═══ EXCERPT ═══

A Foodie Stop in Paris

September 12, 2015

A Visit to Canada

September 12, 2015

Midnight in Malaga

September 12, 2015

I didn’t plan my arrival in Malaga very well.  One of the rules of traveling alone that I have read recently is to never arrive somewhere new after dark.  Well, I arrived at midnight.  Not too bright – but it worked out fine.

I booked a small apartment in the old Centro of Malaga on Airbnb.com.  The owner arranged for me to be met on the street outside rather than the usual arrangement of getting the key from the little café across the street.  I took a taxi from the airport and gave the driver the address.  I had detailed instructions from the owner so I knew that the taxi would only be able to take me so far and then I would walk a short distance on a car-free street in Centro.

═══ SOURCE DATA ═══

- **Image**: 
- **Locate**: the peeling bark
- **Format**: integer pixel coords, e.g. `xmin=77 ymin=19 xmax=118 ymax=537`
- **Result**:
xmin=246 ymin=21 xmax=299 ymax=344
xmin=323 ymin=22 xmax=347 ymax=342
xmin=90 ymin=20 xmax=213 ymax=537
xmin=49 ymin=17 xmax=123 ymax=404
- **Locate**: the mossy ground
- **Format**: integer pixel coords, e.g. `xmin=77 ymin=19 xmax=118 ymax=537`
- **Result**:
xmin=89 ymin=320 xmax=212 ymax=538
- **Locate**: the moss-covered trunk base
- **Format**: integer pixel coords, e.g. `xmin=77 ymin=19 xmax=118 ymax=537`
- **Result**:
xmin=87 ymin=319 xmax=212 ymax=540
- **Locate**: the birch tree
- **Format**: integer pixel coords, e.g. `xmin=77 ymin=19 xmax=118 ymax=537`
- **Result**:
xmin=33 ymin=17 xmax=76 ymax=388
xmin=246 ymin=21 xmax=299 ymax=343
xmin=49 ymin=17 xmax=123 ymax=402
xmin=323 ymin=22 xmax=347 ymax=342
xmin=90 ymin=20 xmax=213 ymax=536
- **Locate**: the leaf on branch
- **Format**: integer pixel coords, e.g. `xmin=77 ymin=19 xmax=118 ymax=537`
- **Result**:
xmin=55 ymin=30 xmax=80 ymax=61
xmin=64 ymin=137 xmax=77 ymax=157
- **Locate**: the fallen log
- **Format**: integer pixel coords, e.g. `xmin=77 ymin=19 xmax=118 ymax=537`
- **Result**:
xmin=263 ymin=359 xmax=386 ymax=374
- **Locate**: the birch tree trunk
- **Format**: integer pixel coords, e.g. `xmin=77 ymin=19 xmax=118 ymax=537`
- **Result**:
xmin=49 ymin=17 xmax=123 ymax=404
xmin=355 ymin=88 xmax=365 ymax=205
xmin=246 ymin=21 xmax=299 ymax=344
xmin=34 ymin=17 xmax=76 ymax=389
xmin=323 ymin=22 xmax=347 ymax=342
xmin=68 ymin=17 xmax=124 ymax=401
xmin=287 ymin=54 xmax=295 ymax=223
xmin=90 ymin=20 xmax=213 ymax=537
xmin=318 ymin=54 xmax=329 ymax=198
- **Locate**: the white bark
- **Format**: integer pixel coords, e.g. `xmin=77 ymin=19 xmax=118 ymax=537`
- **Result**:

═══

§ **PROBLEM 1**
According to the Malaga travel post, at what time did the author arrive in Malaga?
§ **PROBLEM 2**
Quote the lines of the records exactly, beginning at the line that has "- **Locate**: the fallen log" and stopping after the final line of the records.

§ **EXPECTED OUTPUT 1**
At midnight.

§ **EXPECTED OUTPUT 2**
- **Locate**: the fallen log
- **Format**: integer pixel coords, e.g. `xmin=77 ymin=19 xmax=118 ymax=537`
- **Result**:
xmin=263 ymin=359 xmax=386 ymax=374
- **Locate**: the birch tree trunk
- **Format**: integer pixel coords, e.g. `xmin=77 ymin=19 xmax=118 ymax=537`
- **Result**:
xmin=49 ymin=17 xmax=123 ymax=404
xmin=355 ymin=88 xmax=365 ymax=205
xmin=246 ymin=21 xmax=299 ymax=344
xmin=34 ymin=17 xmax=76 ymax=389
xmin=323 ymin=22 xmax=347 ymax=342
xmin=68 ymin=17 xmax=124 ymax=401
xmin=287 ymin=54 xmax=295 ymax=223
xmin=90 ymin=20 xmax=213 ymax=537
xmin=318 ymin=54 xmax=329 ymax=198
- **Locate**: the white bark
- **Format**: integer pixel coords, e.g. `xmin=77 ymin=19 xmax=118 ymax=537`
- **Result**:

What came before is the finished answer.